• **Problem**
Copy the records word for word, beginning at the very start and stopping after the line that contains "32], [123, 19]]".
-*-
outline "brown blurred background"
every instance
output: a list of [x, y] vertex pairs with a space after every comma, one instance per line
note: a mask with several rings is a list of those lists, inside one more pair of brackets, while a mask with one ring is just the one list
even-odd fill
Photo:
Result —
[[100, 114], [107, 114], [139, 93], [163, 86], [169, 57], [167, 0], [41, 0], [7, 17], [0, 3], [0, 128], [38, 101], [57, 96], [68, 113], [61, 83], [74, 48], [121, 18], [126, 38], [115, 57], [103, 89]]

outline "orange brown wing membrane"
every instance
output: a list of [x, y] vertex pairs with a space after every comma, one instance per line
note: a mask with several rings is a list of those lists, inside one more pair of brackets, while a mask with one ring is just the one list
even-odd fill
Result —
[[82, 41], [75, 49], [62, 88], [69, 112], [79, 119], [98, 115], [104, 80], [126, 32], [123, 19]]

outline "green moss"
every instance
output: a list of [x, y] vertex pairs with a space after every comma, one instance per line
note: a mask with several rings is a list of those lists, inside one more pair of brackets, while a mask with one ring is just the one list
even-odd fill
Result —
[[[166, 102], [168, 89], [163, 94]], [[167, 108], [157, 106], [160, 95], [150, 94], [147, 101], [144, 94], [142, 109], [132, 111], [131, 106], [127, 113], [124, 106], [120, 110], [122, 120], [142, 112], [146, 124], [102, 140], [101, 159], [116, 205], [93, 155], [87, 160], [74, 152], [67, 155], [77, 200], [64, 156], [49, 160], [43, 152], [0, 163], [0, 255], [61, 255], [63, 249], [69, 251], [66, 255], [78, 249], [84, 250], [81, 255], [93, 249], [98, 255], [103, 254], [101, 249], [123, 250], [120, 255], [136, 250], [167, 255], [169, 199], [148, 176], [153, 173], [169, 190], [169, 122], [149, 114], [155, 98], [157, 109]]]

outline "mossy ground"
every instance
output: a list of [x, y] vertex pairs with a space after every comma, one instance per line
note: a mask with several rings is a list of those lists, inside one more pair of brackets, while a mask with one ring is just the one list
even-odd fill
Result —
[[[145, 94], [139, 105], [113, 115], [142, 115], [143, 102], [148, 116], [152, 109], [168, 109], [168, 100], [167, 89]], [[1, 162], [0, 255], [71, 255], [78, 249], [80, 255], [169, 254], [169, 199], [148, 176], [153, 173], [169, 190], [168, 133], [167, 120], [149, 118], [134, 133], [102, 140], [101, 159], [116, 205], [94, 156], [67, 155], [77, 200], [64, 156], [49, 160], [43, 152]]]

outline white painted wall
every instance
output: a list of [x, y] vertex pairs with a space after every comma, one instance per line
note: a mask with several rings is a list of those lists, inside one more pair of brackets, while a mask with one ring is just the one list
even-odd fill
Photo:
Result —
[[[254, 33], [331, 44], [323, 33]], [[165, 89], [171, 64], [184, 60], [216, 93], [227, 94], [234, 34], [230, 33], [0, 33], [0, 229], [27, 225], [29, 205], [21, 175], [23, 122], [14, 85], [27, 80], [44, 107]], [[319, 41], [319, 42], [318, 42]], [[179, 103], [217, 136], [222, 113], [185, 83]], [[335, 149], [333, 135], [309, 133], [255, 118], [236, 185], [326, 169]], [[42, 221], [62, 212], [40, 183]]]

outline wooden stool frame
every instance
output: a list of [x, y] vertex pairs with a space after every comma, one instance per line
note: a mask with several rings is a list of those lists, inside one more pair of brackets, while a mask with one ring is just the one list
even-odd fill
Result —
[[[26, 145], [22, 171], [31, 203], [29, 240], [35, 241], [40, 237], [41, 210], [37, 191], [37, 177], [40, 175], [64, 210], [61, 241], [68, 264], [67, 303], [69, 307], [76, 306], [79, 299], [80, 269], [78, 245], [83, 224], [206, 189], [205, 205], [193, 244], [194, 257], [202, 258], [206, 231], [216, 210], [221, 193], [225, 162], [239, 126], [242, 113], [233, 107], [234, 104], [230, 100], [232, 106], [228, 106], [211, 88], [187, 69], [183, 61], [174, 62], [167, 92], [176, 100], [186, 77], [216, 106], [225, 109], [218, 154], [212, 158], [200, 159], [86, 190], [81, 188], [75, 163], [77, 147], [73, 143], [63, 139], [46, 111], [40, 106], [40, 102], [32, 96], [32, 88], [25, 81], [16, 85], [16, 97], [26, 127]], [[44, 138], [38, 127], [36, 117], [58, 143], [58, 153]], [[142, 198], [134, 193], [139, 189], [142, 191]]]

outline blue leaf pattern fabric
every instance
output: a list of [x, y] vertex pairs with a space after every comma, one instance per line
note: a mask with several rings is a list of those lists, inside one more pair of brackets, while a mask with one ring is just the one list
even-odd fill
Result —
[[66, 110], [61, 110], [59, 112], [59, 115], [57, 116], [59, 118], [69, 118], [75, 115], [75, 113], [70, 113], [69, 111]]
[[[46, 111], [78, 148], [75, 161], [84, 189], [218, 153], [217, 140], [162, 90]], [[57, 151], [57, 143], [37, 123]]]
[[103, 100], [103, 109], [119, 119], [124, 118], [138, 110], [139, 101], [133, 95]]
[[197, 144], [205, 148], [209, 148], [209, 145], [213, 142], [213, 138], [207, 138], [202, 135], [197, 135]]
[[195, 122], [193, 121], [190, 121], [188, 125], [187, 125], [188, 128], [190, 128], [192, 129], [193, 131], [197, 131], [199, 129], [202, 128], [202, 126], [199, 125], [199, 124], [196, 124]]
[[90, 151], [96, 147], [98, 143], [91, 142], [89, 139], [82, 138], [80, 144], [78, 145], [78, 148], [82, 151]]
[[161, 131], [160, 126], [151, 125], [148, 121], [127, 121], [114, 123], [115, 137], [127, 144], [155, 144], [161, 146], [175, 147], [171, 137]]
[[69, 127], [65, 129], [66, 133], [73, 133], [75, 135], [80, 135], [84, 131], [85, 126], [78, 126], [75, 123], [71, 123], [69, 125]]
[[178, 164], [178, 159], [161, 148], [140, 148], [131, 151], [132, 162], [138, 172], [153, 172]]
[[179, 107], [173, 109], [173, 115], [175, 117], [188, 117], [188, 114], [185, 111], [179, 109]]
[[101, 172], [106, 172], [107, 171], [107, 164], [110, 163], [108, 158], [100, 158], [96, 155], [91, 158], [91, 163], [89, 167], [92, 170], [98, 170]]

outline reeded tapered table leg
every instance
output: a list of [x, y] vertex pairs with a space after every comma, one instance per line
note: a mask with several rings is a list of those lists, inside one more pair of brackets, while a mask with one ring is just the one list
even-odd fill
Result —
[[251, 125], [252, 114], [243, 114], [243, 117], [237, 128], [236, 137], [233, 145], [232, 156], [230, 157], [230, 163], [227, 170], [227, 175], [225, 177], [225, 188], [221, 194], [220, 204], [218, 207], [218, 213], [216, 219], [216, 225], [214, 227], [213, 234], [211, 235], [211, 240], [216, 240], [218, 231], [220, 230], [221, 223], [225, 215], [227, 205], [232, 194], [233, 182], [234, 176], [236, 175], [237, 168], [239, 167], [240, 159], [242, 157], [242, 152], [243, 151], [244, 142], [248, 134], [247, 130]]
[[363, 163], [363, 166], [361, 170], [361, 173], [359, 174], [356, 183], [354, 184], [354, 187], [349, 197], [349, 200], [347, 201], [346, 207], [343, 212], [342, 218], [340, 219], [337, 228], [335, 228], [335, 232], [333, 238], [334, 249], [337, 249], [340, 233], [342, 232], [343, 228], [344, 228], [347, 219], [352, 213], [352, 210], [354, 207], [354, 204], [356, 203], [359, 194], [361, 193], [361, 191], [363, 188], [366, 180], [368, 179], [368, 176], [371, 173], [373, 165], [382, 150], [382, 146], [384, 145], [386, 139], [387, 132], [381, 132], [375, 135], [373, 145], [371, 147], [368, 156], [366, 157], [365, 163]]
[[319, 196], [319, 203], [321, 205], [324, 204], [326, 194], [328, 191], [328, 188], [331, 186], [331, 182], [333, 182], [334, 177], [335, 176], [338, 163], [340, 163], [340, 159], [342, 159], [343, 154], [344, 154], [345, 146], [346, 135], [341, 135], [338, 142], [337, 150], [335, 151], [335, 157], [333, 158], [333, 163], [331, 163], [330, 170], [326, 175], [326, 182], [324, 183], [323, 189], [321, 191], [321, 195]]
-*-
• **Output for this exercise**
outline "brown blurred background"
every instance
output: a list of [x, y] vertex pairs with a space after every comma, one instance per line
note: a mask with several rings is a list of those lists, inside one more pair of brackets, while a mask with one ring is just the one list
even-odd fill
Photo:
Result —
[[100, 114], [107, 114], [139, 93], [163, 86], [169, 57], [167, 0], [41, 0], [7, 17], [0, 3], [0, 128], [38, 101], [57, 96], [68, 113], [61, 83], [74, 48], [121, 18], [126, 38], [115, 57], [103, 89]]

outline "orange brown wing membrane"
every instance
output: a list of [x, y] vertex pairs with a space after every comma, one instance per line
note: a mask with several rings is a list of those lists, inside one more pair of brackets, while a mask with one ring is just the one list
even-odd fill
Result —
[[82, 41], [75, 49], [62, 88], [69, 112], [79, 119], [98, 115], [104, 80], [126, 32], [123, 19]]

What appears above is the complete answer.